TEXTE DE LECTURE:
○ ○ ○ ○

Dans ces conditions, en l’absence de tout autre élément, le grief de l’employeur reprochant à M. X d’avoir procédé, sans autorisation, à une campagne commerciale en direction de ses clients par le biais de la plate-forme 'LEADBOX', est établi. En revanche, alors que l’employeur reproche au salarié l’absence dans les messages envoyés de la clause obligatoire destinée à informer les destinataires des messages de la possibilité de se désabonner de la plate-forme de diffusion, il n’est versé aucun exemplaire des messages litigieux permettant de vérifier cette allégation. Or, M. X qui précise que la campagne n’a été adressée qu’à ses seuls clients, produit la copie d’écran reproduisant des pages relatives à la 'campagne août’ 2011 et notamment une page présentée comme le message envoyé en bas duquel figure la clause de désabonnement. Le message contenu dans le courriel du 23 septembre 2011 présenté par l’employeur comme étant celui envoyé par M. X, comporte également une clause de désabonnement.

L’employeur fait valoir que certains de ces messages ont été envoyés à des personnes qui avaient précédemment exprimé la volonté de se 'désabonner’ et il soutient qu’à la suite de cette campagne et en raison de l’absence de la clause de désabonnement, le fournisseur ORANGE aurait bloqué l’ensemble des campagnes de communication de la société mais s’il est bien justifié de ce 'blocage', intervenu le 21 septembre 2011, rien ne permet de vérifier qu’il aurait été motivé par la non-conformité des messages envoyés par M. X et par l’absence de la clause de désabonnement dans ces messages.

Par conséquent, seul peut être retenu, au titre du premier grief, la réalisation d’une campagne commerciale sans autorisation par le biais de la plate-forme 'LEADBOX'.

— Sur le deuxième grief

Il est reproché à M. X d’avoir fait une campagne promotionnelle, le 29 juin 2011, en proposant aux clients des remises de 30% alors que sa délégation de remise s’élève à 5%. L’employeur justifie que, par courriel du 29 juin 2011, M. X a proposé à ses clients la vente de '500 000 emails’ pour le prix de 699,00 € HT alors que, selon lui, la société avait lancé cette campagne en début d’année 2011 au prix de 999,00 € HT.

La grille tarifaire produite par l’employeur montre que le prix de 999,00 € s’applique à la quantité de 500 000 emails.

Par ailleurs, cette même grille tarifaire dont l’employeur justifie qu’elle a été diffusée à tous les commerciaux dont M. X précise le montant de la remise maximum pouvant être accordée aux clients ramenant le prix à 849,00 €.

○ ○ ○ ○

CONSIGNE ÉCRITE A:
D'après le texte, à quelle date le fournisseur ORANGE a-t-il bloqué les campagnes de communication de la société ?

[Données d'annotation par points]
○ ○ ○ ○

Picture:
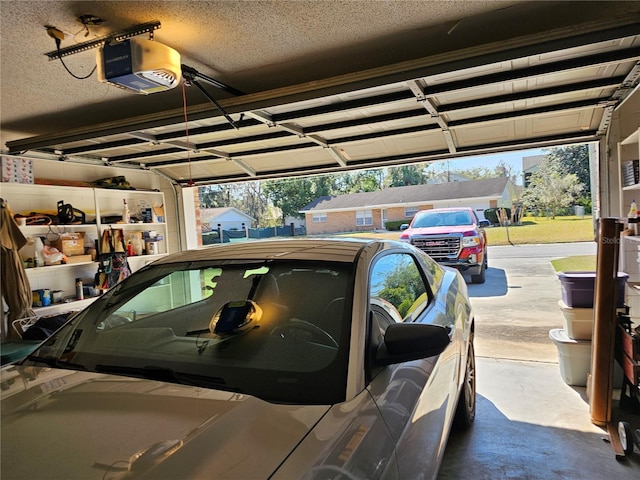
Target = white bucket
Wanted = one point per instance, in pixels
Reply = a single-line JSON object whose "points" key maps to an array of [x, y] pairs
{"points": [[574, 357]]}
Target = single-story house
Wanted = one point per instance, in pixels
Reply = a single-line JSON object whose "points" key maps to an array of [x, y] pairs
{"points": [[371, 210], [227, 218]]}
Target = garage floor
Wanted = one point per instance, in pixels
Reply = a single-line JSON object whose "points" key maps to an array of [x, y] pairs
{"points": [[529, 423]]}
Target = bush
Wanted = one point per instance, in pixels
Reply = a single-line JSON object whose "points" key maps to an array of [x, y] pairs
{"points": [[491, 214], [394, 225]]}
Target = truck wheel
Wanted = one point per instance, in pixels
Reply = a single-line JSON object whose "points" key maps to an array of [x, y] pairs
{"points": [[480, 277]]}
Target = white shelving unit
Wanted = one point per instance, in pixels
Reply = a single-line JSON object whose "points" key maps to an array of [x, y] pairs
{"points": [[97, 204], [628, 149]]}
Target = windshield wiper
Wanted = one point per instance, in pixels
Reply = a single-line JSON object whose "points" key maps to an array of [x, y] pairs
{"points": [[164, 374], [56, 362]]}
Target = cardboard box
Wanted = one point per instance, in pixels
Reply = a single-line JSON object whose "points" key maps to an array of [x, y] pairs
{"points": [[78, 259], [70, 244]]}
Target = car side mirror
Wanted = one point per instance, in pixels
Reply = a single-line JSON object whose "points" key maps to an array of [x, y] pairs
{"points": [[404, 342]]}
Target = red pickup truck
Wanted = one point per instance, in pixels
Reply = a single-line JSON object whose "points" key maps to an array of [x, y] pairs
{"points": [[451, 236]]}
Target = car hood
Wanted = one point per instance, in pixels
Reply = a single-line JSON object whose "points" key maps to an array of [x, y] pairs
{"points": [[439, 230], [66, 424]]}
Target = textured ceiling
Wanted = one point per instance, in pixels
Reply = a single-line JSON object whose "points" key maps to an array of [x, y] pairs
{"points": [[329, 85]]}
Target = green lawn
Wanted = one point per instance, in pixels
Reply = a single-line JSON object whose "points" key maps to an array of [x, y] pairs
{"points": [[543, 230]]}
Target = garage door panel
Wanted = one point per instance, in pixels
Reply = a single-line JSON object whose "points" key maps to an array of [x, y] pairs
{"points": [[405, 144], [488, 133]]}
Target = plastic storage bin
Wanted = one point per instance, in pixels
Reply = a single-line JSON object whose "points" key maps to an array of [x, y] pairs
{"points": [[578, 288], [578, 322], [574, 357]]}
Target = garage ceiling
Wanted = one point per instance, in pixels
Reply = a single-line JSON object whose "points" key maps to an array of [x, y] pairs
{"points": [[328, 85]]}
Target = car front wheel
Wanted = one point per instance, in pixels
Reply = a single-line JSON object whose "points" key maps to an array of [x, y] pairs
{"points": [[466, 410]]}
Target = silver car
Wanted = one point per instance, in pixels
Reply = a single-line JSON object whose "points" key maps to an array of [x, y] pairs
{"points": [[283, 359]]}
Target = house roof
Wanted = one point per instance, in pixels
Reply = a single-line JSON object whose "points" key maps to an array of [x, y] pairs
{"points": [[492, 187]]}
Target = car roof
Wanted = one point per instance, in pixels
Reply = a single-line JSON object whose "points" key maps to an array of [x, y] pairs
{"points": [[325, 249], [447, 209]]}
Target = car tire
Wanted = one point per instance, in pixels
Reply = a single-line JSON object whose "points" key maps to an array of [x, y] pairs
{"points": [[625, 432], [466, 409]]}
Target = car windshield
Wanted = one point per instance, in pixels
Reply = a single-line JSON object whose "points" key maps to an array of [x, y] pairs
{"points": [[275, 330], [442, 219]]}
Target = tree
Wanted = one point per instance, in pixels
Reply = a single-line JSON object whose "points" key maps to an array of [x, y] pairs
{"points": [[246, 197], [405, 175], [551, 187], [293, 194], [574, 159]]}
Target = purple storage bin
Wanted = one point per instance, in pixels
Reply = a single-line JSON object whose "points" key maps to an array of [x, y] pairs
{"points": [[578, 288]]}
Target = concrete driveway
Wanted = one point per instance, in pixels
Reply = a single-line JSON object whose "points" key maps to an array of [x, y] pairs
{"points": [[529, 423], [518, 303]]}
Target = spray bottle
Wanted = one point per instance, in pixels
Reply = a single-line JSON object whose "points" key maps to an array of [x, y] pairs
{"points": [[633, 217], [126, 216]]}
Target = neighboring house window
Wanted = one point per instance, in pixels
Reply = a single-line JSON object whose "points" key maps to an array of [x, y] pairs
{"points": [[410, 211], [364, 217]]}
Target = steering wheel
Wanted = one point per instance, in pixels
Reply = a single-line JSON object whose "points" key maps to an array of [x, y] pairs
{"points": [[112, 321], [317, 334]]}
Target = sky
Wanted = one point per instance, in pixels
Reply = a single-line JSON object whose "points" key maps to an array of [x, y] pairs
{"points": [[492, 160]]}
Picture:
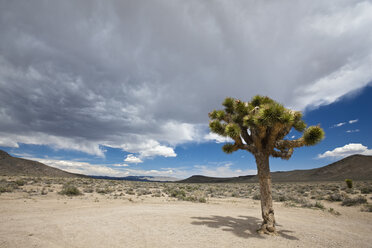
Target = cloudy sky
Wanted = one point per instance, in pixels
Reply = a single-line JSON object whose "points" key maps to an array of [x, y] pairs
{"points": [[124, 87]]}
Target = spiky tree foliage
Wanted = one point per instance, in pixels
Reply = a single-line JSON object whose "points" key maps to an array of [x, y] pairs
{"points": [[260, 127]]}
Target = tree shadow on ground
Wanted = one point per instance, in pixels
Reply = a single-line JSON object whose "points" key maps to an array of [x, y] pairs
{"points": [[242, 226]]}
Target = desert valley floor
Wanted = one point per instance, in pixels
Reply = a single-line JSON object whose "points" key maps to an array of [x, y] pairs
{"points": [[31, 219]]}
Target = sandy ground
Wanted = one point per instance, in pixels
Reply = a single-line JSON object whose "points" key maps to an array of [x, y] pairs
{"points": [[59, 221]]}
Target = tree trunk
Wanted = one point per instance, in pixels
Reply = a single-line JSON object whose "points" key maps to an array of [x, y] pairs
{"points": [[268, 224]]}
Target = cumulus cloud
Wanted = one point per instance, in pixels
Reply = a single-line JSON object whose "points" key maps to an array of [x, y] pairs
{"points": [[353, 121], [353, 131], [84, 168], [132, 159], [339, 124], [221, 170], [217, 138], [346, 150], [142, 75]]}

○ ○ ○ ○

CONSIGNE ÉCRITE B:
Transcrivez en liste JSON de chaînes, une chaîne par ligne et sans les lignes vides, le passage des données qui va de la ligne contenant « Target = tree shadow on ground » jusqu'à la fin de ces données.

CORRIGÉ A:
Le 21 septembre 2011.

CORRIGÉ B:
[
  "Target = tree shadow on ground",
  "Wanted = one point per instance, in pixels",
  "Reply = a single-line JSON object whose \"points\" key maps to an array of [x, y] pairs",
  "{\"points\": [[242, 226]]}",
  "Target = desert valley floor",
  "Wanted = one point per instance, in pixels",
  "Reply = a single-line JSON object whose \"points\" key maps to an array of [x, y] pairs",
  "{\"points\": [[31, 219]]}",
  "Target = sandy ground",
  "Wanted = one point per instance, in pixels",
  "Reply = a single-line JSON object whose \"points\" key maps to an array of [x, y] pairs",
  "{\"points\": [[59, 221]]}",
  "Target = tree trunk",
  "Wanted = one point per instance, in pixels",
  "Reply = a single-line JSON object whose \"points\" key maps to an array of [x, y] pairs",
  "{\"points\": [[268, 224]]}",
  "Target = cumulus cloud",
  "Wanted = one point per instance, in pixels",
  "Reply = a single-line JSON object whose \"points\" key maps to an array of [x, y] pairs",
  "{\"points\": [[353, 121], [353, 131], [84, 168], [132, 159], [339, 124], [221, 170], [217, 138], [346, 150], [142, 75]]}"
]